EXERCISE DESCRIPTION: Go through the entries and copy each one exactly. Leave none out.

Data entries
───
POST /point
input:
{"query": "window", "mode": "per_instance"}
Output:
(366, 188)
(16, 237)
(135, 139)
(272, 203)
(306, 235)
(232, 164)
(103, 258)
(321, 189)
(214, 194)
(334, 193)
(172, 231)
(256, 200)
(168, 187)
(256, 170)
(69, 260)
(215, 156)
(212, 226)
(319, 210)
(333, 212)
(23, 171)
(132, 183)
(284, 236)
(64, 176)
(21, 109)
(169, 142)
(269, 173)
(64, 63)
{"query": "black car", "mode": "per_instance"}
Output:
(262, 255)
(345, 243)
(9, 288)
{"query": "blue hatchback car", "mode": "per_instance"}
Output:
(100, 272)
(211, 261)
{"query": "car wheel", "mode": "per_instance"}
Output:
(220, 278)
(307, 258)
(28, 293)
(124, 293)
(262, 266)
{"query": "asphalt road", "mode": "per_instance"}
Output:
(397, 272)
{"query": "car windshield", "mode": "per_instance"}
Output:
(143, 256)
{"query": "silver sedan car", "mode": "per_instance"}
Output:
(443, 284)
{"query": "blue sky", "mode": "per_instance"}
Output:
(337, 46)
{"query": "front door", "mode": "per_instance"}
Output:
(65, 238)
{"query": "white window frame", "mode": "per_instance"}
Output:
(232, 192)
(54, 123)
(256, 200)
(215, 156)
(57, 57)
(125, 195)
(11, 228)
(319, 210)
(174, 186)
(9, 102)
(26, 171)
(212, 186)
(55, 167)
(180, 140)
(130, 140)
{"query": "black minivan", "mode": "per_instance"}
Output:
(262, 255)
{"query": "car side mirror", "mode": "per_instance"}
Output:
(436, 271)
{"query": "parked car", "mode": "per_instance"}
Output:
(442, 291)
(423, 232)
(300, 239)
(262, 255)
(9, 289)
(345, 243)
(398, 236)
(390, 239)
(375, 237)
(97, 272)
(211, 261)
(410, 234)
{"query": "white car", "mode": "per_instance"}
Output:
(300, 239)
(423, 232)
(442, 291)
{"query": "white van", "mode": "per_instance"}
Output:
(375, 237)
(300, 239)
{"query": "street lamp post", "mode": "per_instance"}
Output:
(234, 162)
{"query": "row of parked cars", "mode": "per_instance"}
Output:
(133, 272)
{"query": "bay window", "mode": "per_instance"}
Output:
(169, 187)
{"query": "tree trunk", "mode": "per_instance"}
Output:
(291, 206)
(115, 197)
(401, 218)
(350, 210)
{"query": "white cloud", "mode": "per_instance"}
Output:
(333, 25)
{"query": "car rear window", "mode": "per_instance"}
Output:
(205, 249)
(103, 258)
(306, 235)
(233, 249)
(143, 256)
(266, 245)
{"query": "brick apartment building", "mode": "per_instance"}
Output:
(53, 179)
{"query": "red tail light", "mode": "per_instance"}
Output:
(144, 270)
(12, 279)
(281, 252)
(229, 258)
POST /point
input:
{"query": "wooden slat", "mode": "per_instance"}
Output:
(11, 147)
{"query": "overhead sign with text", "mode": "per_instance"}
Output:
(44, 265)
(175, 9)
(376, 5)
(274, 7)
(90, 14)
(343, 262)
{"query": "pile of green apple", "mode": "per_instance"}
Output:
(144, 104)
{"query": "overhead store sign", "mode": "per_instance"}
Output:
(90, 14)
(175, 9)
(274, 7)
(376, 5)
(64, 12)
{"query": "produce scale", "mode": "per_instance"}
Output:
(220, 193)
───
SOLUTION FOR THIS EXERCISE:
POST /point
input:
{"query": "window", "mode": "per_instance"}
Output:
(366, 188)
(16, 237)
(135, 139)
(272, 203)
(306, 235)
(232, 164)
(103, 258)
(321, 189)
(214, 194)
(334, 193)
(172, 231)
(256, 200)
(168, 187)
(256, 170)
(69, 260)
(215, 156)
(212, 226)
(319, 210)
(333, 212)
(23, 171)
(132, 183)
(284, 236)
(64, 176)
(21, 109)
(169, 142)
(269, 173)
(64, 63)
{"query": "black car", "mode": "per_instance"}
Output:
(262, 255)
(345, 243)
(9, 288)
{"query": "blue hatchback car", "mode": "per_instance"}
Output:
(100, 272)
(211, 261)
{"query": "car wheel", "mode": "per_instance"}
Output:
(220, 278)
(307, 258)
(28, 293)
(124, 293)
(262, 266)
{"query": "asphalt road", "mode": "per_instance"}
Output:
(397, 272)
{"query": "car windshield", "mode": "per_instance"}
Output:
(143, 256)
{"query": "silver sedan car", "mode": "per_instance"}
Output:
(443, 284)
{"query": "blue sky", "mode": "per_instance"}
Output:
(337, 46)
{"query": "front door", "mode": "per_instance"}
Output:
(65, 238)
{"query": "white window frame", "mode": "per_instance"}
Output:
(232, 192)
(54, 123)
(256, 200)
(215, 156)
(57, 57)
(125, 195)
(11, 228)
(319, 210)
(174, 186)
(9, 102)
(26, 171)
(212, 186)
(55, 167)
(180, 140)
(130, 140)
{"query": "black minivan", "mode": "per_instance"}
Output:
(262, 255)
{"query": "car side mirror", "mode": "per_instance"}
Output:
(436, 271)
{"query": "parked car", "mode": "per_instance"}
Output:
(442, 291)
(423, 232)
(300, 239)
(262, 255)
(9, 289)
(345, 243)
(398, 236)
(390, 239)
(375, 237)
(97, 272)
(211, 261)
(410, 234)
{"query": "white car", "mode": "per_instance"}
Output:
(300, 239)
(423, 232)
(442, 291)
{"query": "white van", "mode": "per_instance"}
Output:
(375, 237)
(300, 239)
{"query": "street lamp post", "mode": "per_instance"}
Output:
(234, 162)
{"query": "row of parked cars", "mode": "per_instance"}
Output:
(133, 272)
{"query": "bay window", "mode": "per_instance"}
Output:
(169, 187)
{"query": "tree trunk", "mode": "per_instance"}
Output:
(291, 206)
(115, 197)
(401, 218)
(350, 210)
{"query": "white cloud", "mode": "per_instance"}
Output:
(333, 25)
{"query": "car rear window", "mode": "per_instance"}
Output:
(205, 249)
(103, 258)
(306, 235)
(233, 249)
(143, 256)
(266, 245)
{"query": "brick apartment building", "mode": "per_instance"}
Output:
(53, 179)
{"query": "red tail light", "mode": "per_instance"}
Output:
(144, 270)
(12, 279)
(281, 252)
(229, 258)
POST /point
input:
{"query": "wooden slat", "mode": "per_instance"}
Output:
(11, 147)
{"query": "overhead sign with text", "mode": "per_instance"}
Output:
(44, 265)
(175, 9)
(376, 5)
(274, 7)
(90, 14)
(343, 262)
{"query": "pile of green apple", "mode": "per_instance"}
Output:
(144, 104)
{"query": "overhead store sign", "mode": "per_instance"}
Output:
(90, 14)
(175, 9)
(274, 7)
(376, 5)
(64, 12)
{"query": "produce scale", "mode": "per_instance"}
Output:
(220, 193)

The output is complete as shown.